EXERCISE INSTRUCTIONS
**1)** Transcribe the passage of the news item on Yasser Arafat's illness from "Israeli security officials" up to and including "return to power.".
**2)** In one to three sentences, explain why Israeli security officials are worried about a funeral procession through Jerusalem, according to the news item on Yasser Arafat's illness.
**3)** Decide whether each statement below agrees with the news item on Yasser Arafat's illness. Answer yes or no, and quote the deciding words.
(a) Israel's weekly Cabinet meeting was held as usual.
(b) Initial testing in Paris showed that Arafat's illness is leukemia.
(c) Nabil Shaath described Arafat as more tired than before.

#### TEXT SEGMENT

Israeli and Palestinian officials held separate meetings, as both sides began planning for a future that may not include Yasser Arafat.
Israel's regular weekly Cabinet meeting took place as usual, and the issues under discussion would, under other circumstances, have been routine. What to do about Yasser Arafat has been a common topic for a succession of Israeli governments. But the particulars of this discussion were different, and focused on plans for burying the Palestinian leader, who is undergoing a battery of tests in a Paris hospital for a mysterious ailment.
Ariel Sharon was reported to have told Cabinet ministers that, as long as he is prime minister, he would never allow Mr. Arafat to be buried in Jerusalem. The Palestinian leader has long expressed the desire to be buried at the site known to Muslims as Haram a-Sharif, or Noble Sanctuary, and to Jews as the Temple Mount.
Israeli security officials worry that a funeral procession through Jerusalem would bring huge crowds, and create a situation that would be hard, if not impossible, to control. In anticipation of his death, Israel is also making contingency plans for how to handle the chaos that some predict will erupt, should various Palestinian factions begin fighting over who should succeed the Palestinian leader.
Many Israeli officials believe Mr. Arafat is so ill that he will never return to power.
Palestinian officials have maintained that while Mr. Arafat's health is a concern, initial testing at the hospital in Paris has shown his illness is not leukemia, and they say doctors have, so far, found no evidence of a life-threatening disease. Palestinian Foreign Minister Nabil Shaath said Mr. Arafat is much better, as he put it, more cheerful, more lively and less tired.

########
#### EXTRACTED INFORMATION

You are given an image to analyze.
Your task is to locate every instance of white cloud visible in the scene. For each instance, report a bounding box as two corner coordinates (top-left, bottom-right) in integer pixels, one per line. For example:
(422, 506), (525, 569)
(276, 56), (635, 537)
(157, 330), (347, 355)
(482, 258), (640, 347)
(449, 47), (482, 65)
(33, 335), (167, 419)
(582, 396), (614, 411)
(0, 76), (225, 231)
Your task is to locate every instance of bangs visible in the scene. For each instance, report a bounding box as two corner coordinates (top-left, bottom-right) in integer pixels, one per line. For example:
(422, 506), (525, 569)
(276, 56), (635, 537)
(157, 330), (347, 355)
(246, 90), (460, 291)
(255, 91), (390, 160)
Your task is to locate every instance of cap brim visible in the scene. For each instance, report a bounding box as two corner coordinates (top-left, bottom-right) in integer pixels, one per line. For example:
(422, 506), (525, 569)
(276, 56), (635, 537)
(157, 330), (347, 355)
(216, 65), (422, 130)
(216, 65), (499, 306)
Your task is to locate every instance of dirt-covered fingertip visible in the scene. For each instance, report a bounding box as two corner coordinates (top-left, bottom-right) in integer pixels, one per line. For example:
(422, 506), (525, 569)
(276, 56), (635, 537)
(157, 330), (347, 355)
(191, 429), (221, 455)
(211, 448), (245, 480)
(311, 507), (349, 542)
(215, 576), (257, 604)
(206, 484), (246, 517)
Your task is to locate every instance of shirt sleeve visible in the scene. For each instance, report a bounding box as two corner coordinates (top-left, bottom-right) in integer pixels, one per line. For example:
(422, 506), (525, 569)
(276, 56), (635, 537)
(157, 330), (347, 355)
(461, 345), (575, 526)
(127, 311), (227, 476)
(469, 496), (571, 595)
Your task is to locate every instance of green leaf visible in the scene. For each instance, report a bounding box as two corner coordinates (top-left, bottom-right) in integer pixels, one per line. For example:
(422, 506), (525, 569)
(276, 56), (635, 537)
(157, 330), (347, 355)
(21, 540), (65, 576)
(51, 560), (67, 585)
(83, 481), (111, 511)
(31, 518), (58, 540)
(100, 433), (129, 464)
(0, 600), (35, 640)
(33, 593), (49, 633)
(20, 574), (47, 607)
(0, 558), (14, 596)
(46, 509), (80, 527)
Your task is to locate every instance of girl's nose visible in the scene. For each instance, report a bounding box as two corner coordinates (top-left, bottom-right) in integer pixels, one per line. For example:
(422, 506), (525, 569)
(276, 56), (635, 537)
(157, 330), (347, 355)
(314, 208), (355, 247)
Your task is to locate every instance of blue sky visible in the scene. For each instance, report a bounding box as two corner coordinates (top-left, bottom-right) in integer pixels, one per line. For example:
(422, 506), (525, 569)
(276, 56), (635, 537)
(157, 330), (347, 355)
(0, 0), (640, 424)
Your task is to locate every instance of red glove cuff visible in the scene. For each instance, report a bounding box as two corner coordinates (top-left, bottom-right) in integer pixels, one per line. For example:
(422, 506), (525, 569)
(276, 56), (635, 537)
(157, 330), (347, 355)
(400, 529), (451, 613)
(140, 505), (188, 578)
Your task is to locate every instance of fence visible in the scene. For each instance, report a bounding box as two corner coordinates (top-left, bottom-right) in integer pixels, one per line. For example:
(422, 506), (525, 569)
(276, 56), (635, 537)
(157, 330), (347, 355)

########

SOLUTION LIST
**1)**
Israeli security officials worry that a funeral procession through Jerusalem would bring huge crowds, and create a situation that would be hard, if not impossible, to control. In anticipation of his death, Israel is also making contingency plans for how to handle the chaos that some predict will erupt, should various Palestinian factions begin fighting over who should succeed the Palestinian leader.
Many Israeli officials believe Mr. Arafat is so ill that he will never return to power.

**2)** They fear that such a procession would draw huge crowds. It would create a situation that would be hard, if not impossible, to control.

**3)**
(a) Yes: "Israel's regular weekly Cabinet meeting took place as usual"
(b) No: "initial testing at the hospital in Paris has shown his illness is not leukemia"
(c) No: "more cheerful, more lively and less tired"